▶ _WORK TO DO_
Reproduce the stretch of data from the line containing "of the calculator" through the line containing "[(324, 270)]", both ends included and requests kept, offsetting every coordinate in the answers by -112. Leave the requests and their format samples unchanged.

▶ _INFORMATION PROVIDED_
▬▬▬

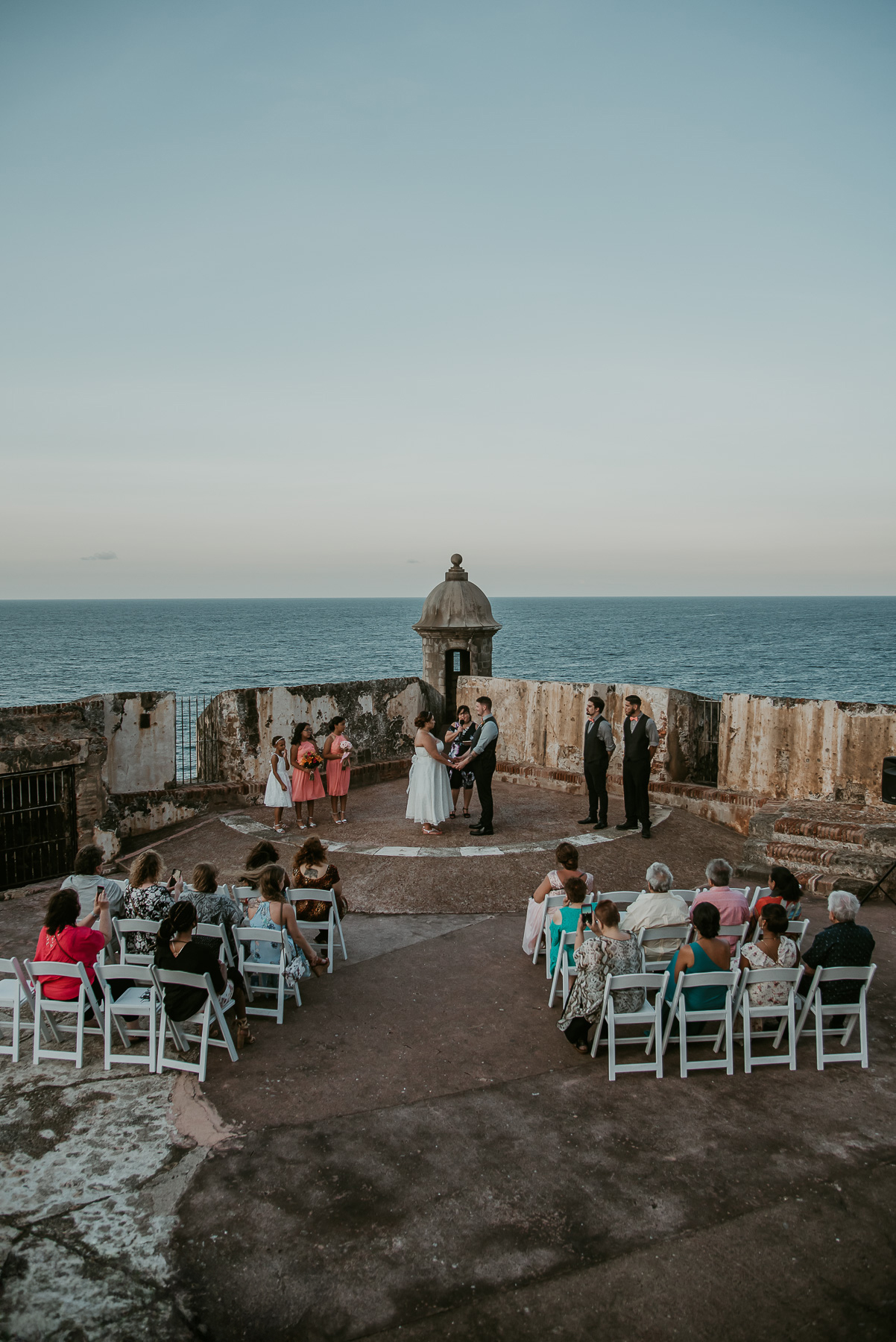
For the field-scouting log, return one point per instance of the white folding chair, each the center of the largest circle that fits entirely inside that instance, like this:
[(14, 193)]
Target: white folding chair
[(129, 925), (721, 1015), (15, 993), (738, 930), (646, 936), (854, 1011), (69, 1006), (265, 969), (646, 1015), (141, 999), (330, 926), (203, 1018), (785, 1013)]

▬▬▬

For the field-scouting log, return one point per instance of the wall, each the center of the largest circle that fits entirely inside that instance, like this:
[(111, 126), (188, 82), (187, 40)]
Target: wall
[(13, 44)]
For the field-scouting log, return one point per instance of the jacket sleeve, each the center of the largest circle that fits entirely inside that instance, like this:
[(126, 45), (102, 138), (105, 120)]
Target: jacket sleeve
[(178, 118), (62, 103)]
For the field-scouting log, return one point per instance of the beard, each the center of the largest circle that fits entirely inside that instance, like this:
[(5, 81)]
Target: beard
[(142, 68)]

▬▬▬

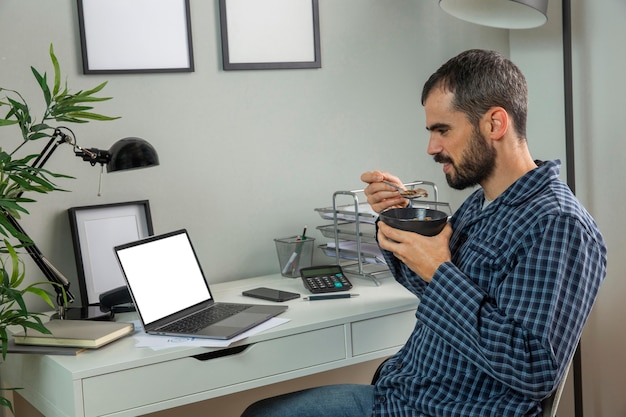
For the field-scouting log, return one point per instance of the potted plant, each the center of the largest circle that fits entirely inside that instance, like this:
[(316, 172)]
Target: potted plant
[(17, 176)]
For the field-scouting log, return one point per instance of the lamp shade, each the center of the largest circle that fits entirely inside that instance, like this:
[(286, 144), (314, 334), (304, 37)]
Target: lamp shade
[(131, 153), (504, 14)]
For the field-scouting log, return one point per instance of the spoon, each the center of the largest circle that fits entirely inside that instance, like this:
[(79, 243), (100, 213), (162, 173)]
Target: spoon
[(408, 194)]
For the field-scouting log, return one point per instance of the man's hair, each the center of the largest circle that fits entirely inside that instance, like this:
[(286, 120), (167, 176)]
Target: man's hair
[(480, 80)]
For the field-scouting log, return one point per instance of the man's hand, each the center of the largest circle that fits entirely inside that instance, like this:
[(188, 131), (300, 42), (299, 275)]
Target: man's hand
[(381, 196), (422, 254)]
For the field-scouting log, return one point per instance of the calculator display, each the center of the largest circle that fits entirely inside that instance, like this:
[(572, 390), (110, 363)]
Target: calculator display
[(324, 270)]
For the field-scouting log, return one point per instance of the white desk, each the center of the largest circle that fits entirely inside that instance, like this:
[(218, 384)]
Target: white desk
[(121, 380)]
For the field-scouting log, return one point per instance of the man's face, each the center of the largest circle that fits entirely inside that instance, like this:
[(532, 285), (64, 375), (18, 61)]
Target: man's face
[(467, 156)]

▬▬▬

▶ _THE REPLY_
For the field-scouting log, return one point per instance of the calculator display, each the center of the largest circle that fits entirely inside that instance, like this:
[(572, 390), (110, 363)]
Target: calculator display
[(212, 158)]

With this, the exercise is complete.